* START DOCUMENT *
Greenough-Dwight House // 1829

One of six attached houses townhouses between 70-75 Beacon Street, this stately granite-faced residence was built concurrently with its neighbors in 1828 on speculation for the Mount Vernon Proprietors, a group of wealthy Boston businessmen who helped develop Beacon Hill into the posh, architecturally significant neighborhood it is today. The Mount Vernon Proprietors knew how important Beacon Street was as the entry into the neighborhood, and thus, hired Boston’s premier architectAsher Benjamin, to design the row. When completed, all of the houses were identical, but throughout the 19th and 20th centuries, they all deviated from the original design, some gaining additional floors, others adding bay windows, but all together form a cohesive and architecturally significant span of houses. Completed in 1829, the corner dwelling is known as the Greenough-Dwight House and it retains its original three-story rusticated granite façade with segmental arch openings. The major change to the exterior of the Greenough-Dwight House is the addition of the ornate wood oriel window with iron cresting in 1874, the oriel and facade feature the iconic purple windows, which became a status symbol in the 20th century. The story goes, that between 1818 and 1824, an English company sent shipments of glass that contained too much manganese oxide into Boston Harbor. After being exposed to sunlight for an extended period of time, the manganese oxide in the glass began to turn purple creating the colored panes we love today. Over time, many panes broke or were replaced, creating the checkerboard appearance on so many windows, but many owners in the 20th century had imitation purple glass installed as a marker of wealth and prestige, like in this house and bay, which were built after the period that the glass was brought over from England. My favorite in the row, the Greenough-Dwight House shines with its granite facade and brick end wall, with panes reflecting the sun off her violet glass windowpanes.
* END DOCUMENT *
▶ _EXERCISE AIM_: Continue the piece on the Greenough-Dwight House from its final sentence.
* START RECORDED INFORMATION *
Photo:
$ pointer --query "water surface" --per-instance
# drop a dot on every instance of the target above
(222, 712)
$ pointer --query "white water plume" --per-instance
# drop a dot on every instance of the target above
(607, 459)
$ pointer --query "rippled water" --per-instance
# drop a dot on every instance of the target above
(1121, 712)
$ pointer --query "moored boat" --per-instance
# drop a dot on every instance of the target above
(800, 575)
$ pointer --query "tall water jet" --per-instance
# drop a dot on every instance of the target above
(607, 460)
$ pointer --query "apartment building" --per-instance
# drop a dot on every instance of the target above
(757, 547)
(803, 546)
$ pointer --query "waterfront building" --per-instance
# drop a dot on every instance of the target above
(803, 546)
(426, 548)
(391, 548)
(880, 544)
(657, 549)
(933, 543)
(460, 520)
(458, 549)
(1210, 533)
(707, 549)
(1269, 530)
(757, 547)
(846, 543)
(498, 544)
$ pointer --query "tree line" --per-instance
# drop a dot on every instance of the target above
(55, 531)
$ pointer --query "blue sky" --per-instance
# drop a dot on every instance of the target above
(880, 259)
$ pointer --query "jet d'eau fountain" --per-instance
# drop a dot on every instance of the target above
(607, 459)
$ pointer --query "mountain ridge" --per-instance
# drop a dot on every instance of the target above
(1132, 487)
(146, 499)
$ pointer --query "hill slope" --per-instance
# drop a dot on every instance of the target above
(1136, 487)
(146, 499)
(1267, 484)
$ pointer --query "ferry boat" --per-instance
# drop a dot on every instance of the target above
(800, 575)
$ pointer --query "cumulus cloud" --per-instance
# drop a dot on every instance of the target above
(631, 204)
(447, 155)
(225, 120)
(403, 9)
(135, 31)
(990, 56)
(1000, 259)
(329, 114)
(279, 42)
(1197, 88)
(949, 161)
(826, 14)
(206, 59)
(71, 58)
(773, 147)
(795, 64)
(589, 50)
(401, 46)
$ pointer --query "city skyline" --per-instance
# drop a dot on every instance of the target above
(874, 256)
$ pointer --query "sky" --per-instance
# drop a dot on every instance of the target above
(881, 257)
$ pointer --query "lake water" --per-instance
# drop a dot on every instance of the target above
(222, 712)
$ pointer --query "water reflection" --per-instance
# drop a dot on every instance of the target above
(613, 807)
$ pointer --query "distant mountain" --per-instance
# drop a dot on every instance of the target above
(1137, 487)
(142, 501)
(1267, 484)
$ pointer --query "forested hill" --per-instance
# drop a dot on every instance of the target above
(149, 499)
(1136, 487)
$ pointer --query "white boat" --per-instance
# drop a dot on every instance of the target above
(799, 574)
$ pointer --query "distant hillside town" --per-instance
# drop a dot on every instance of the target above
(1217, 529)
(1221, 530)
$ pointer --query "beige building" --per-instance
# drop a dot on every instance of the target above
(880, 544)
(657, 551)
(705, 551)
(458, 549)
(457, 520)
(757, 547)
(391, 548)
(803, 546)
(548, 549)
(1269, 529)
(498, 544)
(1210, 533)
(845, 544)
* END RECORDED INFORMATION *
▶ _TASK OUTPUT_:
Brimmer Street Terrace // 1912

An interesting ensemble of seven rowhouses running along Brimmer Street in Beacon Hill, the Brimmer Street Terrace development showcases the rebirth the “Flat” of Beacon Hill encountered in the early 20th century from livery stables and carpentry shops to high-end housing and artist’s studios. Built on the site of a large livery stable, Brimmer Street Terrace was developed in 1912 by Gerald G. E. Street and William C. Codman, developers who sought to enhance this section of Beacon Hill and protect it from unsympathetic development, and hired architect Richard Arnold Fisher to design the houses. The rowhouses were originally rented to upper-class families but later were sold off as individual properties. Colonial Revival in style, the row is built of the iconic Boston red brick, Federal Revival style fanlight transoms over the entrances, include shutters, and all sit atop a stone basement. The row is anchored on each end by residences facing north and south with large symmetrical facades with the five more narrow rowhouses connecting them along Brimmer Street. 

Wooster Square Brownstone Row // 1871

This extraordinary row of brownstone homes is located on Chapel Street in New Haven, Connecticut, and overlooks Wooster Square as its southern anchor. Built in 1871, the symmetrical row of six rowhouses are clad with brownstone facades which read more like Brooklyn townhouses than what is typical in New Haven, which is why these are so special. The row was designed by New Haven architect, David R. Brown, who got his start as an apprentice under Henry Austin, and became a prolific local designer. The row was likely constructed by one owner on speculation and subsequently sold to individual owners, who have maintained the structure over 150 years since. The Brownstone Row is Italianate/Second Empire in style with window surrounds, bracketed cornice and cupolas on the flanking homes with the center two residences capped by mansard roofs.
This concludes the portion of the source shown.